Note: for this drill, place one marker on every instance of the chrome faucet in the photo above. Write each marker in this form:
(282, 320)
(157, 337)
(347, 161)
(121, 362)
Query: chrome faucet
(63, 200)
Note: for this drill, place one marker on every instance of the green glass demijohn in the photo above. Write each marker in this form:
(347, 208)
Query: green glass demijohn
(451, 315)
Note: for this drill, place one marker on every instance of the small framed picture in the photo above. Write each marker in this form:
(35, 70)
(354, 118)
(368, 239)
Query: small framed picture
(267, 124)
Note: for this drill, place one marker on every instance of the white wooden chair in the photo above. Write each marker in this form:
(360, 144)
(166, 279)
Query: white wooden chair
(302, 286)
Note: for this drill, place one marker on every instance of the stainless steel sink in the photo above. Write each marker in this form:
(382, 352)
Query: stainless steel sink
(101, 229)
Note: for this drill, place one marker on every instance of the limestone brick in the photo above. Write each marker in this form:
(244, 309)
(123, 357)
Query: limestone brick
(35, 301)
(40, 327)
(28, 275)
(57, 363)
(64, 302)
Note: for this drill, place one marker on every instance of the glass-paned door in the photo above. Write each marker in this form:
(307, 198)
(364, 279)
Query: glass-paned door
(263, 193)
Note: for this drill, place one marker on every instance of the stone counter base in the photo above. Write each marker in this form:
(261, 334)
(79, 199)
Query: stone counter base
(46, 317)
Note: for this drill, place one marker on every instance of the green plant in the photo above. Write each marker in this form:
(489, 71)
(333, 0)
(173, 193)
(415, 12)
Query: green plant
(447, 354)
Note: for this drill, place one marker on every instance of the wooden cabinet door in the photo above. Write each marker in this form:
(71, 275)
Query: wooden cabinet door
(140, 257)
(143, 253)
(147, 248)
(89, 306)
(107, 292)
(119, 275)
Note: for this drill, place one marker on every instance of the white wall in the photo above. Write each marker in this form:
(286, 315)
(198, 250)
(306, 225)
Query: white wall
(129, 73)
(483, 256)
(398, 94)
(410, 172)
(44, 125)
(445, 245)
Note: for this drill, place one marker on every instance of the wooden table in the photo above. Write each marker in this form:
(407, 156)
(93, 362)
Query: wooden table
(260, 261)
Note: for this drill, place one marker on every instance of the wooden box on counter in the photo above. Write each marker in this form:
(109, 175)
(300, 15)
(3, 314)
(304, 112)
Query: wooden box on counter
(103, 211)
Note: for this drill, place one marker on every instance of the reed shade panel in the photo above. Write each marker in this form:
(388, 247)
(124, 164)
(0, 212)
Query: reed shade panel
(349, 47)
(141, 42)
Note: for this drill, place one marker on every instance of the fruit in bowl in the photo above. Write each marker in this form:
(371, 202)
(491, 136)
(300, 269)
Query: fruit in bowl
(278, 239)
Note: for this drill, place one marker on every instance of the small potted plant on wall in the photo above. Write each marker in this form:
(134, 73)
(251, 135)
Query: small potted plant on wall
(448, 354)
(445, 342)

== == ==

Exercise prompt: Extract every line from the one containing "of the reed" to the end of the entries, including both of those lines, exactly as given and with nothing added.

Task output:
Note: for this drill, place one marker on every instance of the reed shade panel in the photo above. Write each marker in this form:
(388, 247)
(124, 164)
(0, 212)
Query: reed shade panel
(349, 47)
(141, 42)
Note: for this drill, place one marker on every instance of the fruit in bowl in the photo above. Write each marker in this form:
(371, 202)
(491, 136)
(300, 269)
Query: fruit in bowl
(278, 239)
Note: for this drill, place one marker on every instance of the small potted plant on wall in the photo above. Write each marker in this form:
(134, 73)
(251, 135)
Query: small potted plant on wall
(448, 354)
(445, 342)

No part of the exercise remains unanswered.